# [Given request]
Would it be possible to quote, exactly and in full, the lines from the one with "Please mark the green watering" through the end of the entries below?

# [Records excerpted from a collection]
□ □ □

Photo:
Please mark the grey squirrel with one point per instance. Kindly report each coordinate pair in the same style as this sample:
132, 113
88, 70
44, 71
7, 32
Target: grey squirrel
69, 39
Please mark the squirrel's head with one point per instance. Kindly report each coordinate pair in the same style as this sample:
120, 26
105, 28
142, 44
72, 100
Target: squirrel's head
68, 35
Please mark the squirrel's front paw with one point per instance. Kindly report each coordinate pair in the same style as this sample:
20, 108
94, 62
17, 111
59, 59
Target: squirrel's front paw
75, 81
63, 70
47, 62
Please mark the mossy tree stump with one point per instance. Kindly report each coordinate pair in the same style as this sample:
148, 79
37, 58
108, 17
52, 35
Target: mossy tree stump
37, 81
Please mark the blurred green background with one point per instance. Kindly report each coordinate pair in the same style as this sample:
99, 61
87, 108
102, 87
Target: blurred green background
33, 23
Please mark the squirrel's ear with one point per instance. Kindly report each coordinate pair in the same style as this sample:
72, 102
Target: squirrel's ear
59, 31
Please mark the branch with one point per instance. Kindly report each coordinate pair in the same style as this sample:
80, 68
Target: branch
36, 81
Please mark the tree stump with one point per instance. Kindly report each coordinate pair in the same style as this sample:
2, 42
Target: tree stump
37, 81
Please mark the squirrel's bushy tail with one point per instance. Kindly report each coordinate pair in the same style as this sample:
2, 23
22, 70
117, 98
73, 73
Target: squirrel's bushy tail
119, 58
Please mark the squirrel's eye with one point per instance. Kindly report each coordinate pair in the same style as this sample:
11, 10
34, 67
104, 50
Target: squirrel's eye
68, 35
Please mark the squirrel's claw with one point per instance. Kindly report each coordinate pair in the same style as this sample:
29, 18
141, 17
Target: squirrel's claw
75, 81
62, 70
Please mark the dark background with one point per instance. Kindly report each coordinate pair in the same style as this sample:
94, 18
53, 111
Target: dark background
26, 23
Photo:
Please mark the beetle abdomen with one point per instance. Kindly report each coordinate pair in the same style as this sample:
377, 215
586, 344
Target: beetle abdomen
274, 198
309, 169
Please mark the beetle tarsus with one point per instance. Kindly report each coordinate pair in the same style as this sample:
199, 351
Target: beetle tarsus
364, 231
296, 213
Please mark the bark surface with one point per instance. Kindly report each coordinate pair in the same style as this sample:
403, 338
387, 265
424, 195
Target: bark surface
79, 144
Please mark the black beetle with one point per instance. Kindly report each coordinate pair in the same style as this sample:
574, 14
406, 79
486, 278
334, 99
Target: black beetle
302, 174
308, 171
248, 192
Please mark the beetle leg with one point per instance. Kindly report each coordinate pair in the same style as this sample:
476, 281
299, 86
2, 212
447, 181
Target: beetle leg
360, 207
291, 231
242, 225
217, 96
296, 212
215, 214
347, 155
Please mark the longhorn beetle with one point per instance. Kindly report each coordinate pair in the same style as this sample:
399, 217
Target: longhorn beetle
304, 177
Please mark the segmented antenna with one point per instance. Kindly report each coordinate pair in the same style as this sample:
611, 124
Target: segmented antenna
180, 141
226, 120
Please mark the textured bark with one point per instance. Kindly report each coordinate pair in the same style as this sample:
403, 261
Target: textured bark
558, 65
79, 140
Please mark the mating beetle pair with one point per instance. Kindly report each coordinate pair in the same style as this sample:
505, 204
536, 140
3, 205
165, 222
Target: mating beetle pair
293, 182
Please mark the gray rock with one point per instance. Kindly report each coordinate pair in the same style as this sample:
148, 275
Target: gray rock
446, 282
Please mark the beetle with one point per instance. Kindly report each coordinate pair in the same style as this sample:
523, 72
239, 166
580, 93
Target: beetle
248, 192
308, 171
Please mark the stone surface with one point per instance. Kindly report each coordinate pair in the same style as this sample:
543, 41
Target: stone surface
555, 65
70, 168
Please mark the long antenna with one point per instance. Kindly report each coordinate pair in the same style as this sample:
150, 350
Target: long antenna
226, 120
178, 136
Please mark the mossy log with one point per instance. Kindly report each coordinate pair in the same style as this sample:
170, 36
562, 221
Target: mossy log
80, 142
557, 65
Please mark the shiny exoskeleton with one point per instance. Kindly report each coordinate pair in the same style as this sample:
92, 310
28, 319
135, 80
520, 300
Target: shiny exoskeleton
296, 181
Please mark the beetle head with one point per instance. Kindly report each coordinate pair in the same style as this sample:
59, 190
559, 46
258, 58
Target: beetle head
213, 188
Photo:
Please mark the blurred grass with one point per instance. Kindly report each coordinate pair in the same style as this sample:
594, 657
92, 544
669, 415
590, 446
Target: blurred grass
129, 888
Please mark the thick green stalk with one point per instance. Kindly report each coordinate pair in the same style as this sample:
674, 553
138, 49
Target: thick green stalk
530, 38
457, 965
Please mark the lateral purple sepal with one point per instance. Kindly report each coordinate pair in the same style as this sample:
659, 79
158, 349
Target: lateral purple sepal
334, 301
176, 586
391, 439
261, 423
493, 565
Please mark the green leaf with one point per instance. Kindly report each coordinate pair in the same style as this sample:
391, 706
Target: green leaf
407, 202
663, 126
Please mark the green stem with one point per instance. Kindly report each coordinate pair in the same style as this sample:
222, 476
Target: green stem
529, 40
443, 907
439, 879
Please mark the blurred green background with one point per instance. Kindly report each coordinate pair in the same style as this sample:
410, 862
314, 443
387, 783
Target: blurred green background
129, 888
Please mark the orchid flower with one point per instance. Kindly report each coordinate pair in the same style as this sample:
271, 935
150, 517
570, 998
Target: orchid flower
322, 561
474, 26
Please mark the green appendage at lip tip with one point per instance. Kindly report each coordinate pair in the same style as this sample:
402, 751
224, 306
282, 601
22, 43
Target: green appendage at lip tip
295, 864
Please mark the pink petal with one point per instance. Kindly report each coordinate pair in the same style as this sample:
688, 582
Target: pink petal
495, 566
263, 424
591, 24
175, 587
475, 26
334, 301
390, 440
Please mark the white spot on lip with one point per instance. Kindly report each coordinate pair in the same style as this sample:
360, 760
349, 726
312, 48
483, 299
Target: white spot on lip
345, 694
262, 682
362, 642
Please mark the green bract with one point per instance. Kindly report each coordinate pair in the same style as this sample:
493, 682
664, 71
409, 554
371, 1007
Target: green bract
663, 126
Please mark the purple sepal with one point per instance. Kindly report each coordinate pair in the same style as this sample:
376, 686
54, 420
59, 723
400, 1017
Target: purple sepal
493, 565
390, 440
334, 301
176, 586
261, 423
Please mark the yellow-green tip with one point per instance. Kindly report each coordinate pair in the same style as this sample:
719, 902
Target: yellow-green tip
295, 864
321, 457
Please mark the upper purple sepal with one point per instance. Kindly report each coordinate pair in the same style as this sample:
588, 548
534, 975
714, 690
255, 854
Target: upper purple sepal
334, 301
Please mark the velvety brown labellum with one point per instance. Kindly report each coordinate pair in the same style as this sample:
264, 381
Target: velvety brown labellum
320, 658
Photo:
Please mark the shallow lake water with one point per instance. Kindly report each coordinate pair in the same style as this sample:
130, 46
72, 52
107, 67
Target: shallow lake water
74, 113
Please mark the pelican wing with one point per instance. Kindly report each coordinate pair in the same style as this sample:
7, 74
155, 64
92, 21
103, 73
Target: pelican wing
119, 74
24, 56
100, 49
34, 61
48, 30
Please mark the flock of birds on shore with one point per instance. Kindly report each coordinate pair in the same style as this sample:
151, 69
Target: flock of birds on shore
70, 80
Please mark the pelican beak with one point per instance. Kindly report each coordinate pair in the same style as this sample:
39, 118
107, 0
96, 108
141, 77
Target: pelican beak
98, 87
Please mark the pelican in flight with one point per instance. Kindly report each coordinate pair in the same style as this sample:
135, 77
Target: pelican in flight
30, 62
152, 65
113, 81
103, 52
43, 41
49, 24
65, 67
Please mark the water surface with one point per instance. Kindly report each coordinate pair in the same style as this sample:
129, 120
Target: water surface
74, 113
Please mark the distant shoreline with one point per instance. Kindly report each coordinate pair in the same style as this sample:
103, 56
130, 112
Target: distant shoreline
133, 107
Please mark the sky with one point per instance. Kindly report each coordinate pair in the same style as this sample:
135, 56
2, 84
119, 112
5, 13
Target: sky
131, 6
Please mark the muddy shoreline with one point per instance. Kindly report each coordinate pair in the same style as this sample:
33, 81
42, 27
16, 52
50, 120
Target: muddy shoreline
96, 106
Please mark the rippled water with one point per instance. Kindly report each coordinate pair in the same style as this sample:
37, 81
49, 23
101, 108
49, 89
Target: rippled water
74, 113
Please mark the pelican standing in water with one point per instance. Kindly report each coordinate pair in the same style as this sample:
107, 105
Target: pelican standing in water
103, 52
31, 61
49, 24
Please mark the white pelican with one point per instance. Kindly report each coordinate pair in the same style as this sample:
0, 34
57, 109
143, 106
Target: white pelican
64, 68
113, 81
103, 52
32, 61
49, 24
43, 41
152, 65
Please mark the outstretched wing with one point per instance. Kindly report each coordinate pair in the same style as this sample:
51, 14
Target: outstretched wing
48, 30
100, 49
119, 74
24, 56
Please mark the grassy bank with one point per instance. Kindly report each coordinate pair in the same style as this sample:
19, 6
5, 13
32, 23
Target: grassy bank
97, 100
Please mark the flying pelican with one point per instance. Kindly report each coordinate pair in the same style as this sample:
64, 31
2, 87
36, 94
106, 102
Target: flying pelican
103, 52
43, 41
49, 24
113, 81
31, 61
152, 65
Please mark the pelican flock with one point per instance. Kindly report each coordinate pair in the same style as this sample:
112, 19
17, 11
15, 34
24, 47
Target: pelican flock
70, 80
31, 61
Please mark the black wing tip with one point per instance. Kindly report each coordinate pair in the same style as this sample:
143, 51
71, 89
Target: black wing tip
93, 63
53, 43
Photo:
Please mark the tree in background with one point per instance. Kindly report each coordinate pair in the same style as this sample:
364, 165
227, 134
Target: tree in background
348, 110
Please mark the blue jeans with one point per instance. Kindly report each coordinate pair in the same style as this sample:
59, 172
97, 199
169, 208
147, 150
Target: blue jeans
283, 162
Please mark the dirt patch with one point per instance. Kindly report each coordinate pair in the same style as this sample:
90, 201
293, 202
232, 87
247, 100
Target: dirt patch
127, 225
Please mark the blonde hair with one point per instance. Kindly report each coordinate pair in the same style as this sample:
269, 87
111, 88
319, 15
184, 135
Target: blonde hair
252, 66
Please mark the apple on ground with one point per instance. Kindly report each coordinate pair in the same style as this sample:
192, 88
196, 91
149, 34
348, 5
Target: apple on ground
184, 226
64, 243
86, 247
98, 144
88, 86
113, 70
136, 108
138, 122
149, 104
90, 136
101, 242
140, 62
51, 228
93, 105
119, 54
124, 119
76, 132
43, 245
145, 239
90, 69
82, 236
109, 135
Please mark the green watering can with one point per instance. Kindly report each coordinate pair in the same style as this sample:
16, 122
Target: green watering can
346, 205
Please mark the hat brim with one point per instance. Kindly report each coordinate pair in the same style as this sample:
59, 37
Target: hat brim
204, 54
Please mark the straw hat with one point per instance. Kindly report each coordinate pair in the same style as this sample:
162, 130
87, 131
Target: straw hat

□ □ □

# [Response to the exercise]
Please mark the green watering can with one point per instance. Kindly report each coordinate pair in the same style as this sample:
16, 122
Target: green watering can
346, 205
Please mark the hat brim with one point per instance. Kindly report each coordinate pair in the same style as this sample:
59, 37
Target: hat brim
204, 54
Please mark the straw hat with one point per instance. Kindly report each coordinate pair in the same style as this sample:
162, 130
87, 131
Target: straw hat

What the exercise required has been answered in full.